If you ask me about my perception of myself, I will probably tell you something like: I’m happy and playful, find sitting 9–5 painful, love learning software engineering recently but still not good at it, need to sleep 8 hours a day, and exercise every day……

However, as I notice I have much more potential over time, I start to feel curious if they are just some assumptions that I tell myself. For instance, cognitive-behavioral therapy (CBT) already tells us that reframing your thoughts can reframe your feelings, meaning that perception of self might be more fluid and flexible that we think.

I recently encountered a podcast called 100-hour work week by Jeremy whom I met in the AGI house. He is one of the few people that I genuinely like in the city. Lots of people learn, grow, and work to achieve higher social status or boring success, but he learns to let the knowledge transform him as a person.

It’s super fun to hear that he self-studied machine learning for 3 months and got into Google Brain research. Because his experience teaches me three things:

  1. SF is a meritocracy place where “prior experience” doesn’t matter that much if I can quickly accumulate my skills.
  2. It’s possible to get myself to the frontier of a field in a short amount of time if I can really focus.
  3. It is possible to have a full-time job while allowing personal creativity to sink in.

My perception of society and myself, such as “I need to have lots of validated research experience to get into a good institute,” “I need years to be good at something,” “I cannot experiment with my ideas if I have a full-time job,” are all falsified instantly.

★ ★ ★ ★ ★

▶ WHAT TO WORK ON:
a – Repeat the passage on self-perception from "However, as I" up to and including "that we think.".
b – In the passage on self-perception, how long did Jeremy self-study machine learning before getting into Google Brain research?
Work only from the passage on self-perception.

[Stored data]
★ ★ ★ ★ ★

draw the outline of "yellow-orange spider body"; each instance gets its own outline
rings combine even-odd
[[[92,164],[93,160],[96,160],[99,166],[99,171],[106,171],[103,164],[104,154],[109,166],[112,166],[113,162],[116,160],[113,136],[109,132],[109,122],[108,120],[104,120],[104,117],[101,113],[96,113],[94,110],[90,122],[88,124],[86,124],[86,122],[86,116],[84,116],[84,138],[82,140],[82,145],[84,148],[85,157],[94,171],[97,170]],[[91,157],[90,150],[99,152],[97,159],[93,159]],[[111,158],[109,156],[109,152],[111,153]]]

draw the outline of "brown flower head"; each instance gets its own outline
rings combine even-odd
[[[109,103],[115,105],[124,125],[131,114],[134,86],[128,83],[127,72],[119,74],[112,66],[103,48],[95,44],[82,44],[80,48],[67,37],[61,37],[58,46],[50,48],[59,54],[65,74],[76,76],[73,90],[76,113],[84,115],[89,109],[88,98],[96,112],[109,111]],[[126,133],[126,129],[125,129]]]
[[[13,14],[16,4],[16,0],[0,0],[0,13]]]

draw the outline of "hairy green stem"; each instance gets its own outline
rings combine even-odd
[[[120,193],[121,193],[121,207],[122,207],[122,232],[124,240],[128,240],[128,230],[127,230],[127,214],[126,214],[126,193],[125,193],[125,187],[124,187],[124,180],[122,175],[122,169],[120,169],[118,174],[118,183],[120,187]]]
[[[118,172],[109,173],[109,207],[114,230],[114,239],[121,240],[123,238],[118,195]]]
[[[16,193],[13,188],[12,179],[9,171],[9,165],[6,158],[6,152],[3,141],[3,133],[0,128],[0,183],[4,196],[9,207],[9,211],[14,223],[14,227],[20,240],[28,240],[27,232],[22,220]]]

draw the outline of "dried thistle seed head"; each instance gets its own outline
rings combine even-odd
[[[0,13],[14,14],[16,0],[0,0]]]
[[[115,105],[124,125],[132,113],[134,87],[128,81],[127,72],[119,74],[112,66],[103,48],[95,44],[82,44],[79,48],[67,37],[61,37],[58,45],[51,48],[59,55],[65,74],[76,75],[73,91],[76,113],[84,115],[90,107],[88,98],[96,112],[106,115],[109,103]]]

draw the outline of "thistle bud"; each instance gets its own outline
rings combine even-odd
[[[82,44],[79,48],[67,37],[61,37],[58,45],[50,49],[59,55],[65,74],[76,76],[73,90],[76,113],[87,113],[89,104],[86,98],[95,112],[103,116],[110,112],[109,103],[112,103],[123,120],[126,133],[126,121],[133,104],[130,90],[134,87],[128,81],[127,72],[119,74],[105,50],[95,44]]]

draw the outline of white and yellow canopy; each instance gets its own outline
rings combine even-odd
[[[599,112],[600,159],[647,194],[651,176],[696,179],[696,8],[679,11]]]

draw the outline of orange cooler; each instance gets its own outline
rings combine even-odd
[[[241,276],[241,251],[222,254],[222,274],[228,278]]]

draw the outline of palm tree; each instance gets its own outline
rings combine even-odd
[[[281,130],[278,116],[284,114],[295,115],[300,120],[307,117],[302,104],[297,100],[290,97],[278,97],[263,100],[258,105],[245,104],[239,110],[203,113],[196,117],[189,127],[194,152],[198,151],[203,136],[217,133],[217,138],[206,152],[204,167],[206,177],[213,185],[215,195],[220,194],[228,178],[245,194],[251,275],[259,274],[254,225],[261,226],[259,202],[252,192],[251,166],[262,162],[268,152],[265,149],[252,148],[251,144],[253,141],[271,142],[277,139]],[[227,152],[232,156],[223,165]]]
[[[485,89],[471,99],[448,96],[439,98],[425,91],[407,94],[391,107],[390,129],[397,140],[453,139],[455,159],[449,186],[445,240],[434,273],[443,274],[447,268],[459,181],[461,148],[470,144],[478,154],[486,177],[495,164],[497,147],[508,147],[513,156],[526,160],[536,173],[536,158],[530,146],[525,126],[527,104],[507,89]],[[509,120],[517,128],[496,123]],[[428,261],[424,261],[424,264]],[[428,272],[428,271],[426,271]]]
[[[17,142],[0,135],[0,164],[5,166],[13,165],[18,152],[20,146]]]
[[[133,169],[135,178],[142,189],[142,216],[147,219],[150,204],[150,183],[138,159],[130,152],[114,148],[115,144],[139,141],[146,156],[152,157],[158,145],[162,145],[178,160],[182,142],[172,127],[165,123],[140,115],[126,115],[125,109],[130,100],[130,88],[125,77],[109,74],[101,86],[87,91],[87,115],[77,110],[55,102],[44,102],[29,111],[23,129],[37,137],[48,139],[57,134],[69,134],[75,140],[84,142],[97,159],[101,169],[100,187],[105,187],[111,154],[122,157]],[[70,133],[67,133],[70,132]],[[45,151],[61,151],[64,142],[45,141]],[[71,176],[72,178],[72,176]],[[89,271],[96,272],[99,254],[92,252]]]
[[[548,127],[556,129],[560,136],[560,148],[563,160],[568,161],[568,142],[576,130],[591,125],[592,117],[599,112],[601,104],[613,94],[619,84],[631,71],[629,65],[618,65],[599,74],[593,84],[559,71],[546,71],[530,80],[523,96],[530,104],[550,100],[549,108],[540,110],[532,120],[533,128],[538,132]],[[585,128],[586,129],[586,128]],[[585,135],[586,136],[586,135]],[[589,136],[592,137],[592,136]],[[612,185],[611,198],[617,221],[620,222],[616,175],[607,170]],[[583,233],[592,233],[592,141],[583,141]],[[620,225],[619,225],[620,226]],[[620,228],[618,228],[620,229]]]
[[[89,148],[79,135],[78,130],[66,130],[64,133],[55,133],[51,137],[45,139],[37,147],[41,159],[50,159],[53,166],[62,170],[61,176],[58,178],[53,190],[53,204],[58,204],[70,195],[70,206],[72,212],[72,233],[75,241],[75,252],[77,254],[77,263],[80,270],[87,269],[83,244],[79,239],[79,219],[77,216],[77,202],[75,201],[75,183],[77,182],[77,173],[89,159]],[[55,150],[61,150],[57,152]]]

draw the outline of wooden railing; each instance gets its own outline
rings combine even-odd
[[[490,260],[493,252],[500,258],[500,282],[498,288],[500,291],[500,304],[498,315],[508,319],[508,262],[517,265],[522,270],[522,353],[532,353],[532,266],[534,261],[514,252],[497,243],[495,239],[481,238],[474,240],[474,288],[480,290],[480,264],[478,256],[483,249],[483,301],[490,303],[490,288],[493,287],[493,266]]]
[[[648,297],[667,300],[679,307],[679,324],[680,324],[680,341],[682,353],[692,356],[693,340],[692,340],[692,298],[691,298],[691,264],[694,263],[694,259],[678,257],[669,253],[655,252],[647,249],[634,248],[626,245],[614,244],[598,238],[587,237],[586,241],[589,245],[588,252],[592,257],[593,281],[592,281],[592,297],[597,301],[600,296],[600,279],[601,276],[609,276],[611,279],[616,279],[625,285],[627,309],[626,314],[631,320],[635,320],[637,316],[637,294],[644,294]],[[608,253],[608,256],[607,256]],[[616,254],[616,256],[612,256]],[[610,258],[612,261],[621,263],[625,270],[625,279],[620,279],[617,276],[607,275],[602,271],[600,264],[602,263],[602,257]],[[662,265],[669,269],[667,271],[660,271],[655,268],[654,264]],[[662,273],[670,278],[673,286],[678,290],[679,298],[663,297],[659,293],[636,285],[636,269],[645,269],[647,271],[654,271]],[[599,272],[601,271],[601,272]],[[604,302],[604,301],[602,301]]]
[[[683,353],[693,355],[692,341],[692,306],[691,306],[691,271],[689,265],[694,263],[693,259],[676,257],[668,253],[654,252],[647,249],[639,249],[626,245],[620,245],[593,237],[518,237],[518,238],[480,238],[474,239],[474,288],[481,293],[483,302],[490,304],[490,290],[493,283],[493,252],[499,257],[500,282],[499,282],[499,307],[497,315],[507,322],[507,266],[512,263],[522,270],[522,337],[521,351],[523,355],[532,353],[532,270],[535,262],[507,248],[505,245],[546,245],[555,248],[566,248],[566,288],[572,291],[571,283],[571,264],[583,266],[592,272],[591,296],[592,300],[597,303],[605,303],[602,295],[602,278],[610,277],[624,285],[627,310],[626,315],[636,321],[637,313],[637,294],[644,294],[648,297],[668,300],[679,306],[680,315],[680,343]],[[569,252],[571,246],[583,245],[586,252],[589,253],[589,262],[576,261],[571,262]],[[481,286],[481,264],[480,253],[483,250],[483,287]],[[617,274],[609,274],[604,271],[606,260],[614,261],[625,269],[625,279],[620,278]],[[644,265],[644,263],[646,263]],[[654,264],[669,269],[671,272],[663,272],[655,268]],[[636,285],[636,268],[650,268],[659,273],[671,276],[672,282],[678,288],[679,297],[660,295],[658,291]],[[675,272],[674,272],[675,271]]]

★ ★ ★ ★ ★

▶ ANSWER SECTION:
a –
However, as I notice I have much more potential over time, I start to feel curious if they are just some assumptions that I tell myself. For instance, cognitive-behavioral therapy (CBT) already tells us that reframing your thoughts can reframe your feelings, meaning that perception of self might be more fluid and flexible that we think.

b – 3 months.